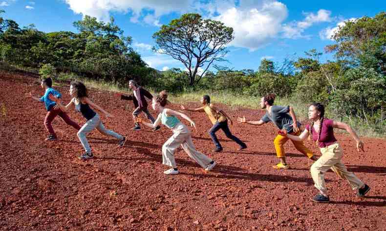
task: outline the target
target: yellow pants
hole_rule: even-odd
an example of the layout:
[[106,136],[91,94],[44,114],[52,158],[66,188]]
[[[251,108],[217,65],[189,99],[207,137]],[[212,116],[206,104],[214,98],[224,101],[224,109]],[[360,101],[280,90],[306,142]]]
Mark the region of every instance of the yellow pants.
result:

┄┄┄┄┄┄┄┄┄┄┄┄┄┄┄┄┄┄┄┄

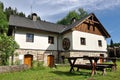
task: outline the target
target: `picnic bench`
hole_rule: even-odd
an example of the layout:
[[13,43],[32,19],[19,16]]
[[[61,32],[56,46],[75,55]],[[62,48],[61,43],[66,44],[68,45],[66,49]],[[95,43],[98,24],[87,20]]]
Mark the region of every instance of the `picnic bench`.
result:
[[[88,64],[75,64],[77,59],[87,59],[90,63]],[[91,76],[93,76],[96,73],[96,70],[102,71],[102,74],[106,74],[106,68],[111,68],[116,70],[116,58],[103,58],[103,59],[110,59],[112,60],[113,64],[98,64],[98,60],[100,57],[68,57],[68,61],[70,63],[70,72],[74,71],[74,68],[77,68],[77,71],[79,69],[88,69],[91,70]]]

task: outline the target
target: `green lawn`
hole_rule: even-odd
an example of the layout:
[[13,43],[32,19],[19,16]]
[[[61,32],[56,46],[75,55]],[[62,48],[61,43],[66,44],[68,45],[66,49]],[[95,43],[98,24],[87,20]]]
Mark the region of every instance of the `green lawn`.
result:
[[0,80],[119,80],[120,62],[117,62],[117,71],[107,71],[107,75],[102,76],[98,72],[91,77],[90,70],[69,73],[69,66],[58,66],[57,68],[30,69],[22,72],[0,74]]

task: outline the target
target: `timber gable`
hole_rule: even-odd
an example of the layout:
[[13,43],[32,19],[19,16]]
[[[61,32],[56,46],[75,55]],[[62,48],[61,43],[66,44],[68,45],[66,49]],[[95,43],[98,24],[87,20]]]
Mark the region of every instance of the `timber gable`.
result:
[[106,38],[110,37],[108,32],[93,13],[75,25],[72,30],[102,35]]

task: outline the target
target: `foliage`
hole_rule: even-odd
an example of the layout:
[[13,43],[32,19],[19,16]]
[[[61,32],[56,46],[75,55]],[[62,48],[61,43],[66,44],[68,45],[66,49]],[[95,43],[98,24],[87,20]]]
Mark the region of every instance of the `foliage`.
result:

┄┄┄┄┄┄┄┄┄┄┄┄┄┄┄┄┄┄┄┄

§ **Problem description**
Return all lines of the data above that contain the word "every".

§ **Response to the exercise**
Mark the region of every instance of the yellow pants.
Mark the region of every instance of the `picnic bench`.
Mark the region of every instance of the `green lawn`.
Mark the region of every instance of the `timber gable`.
Mark the region of every instance of the `foliage`.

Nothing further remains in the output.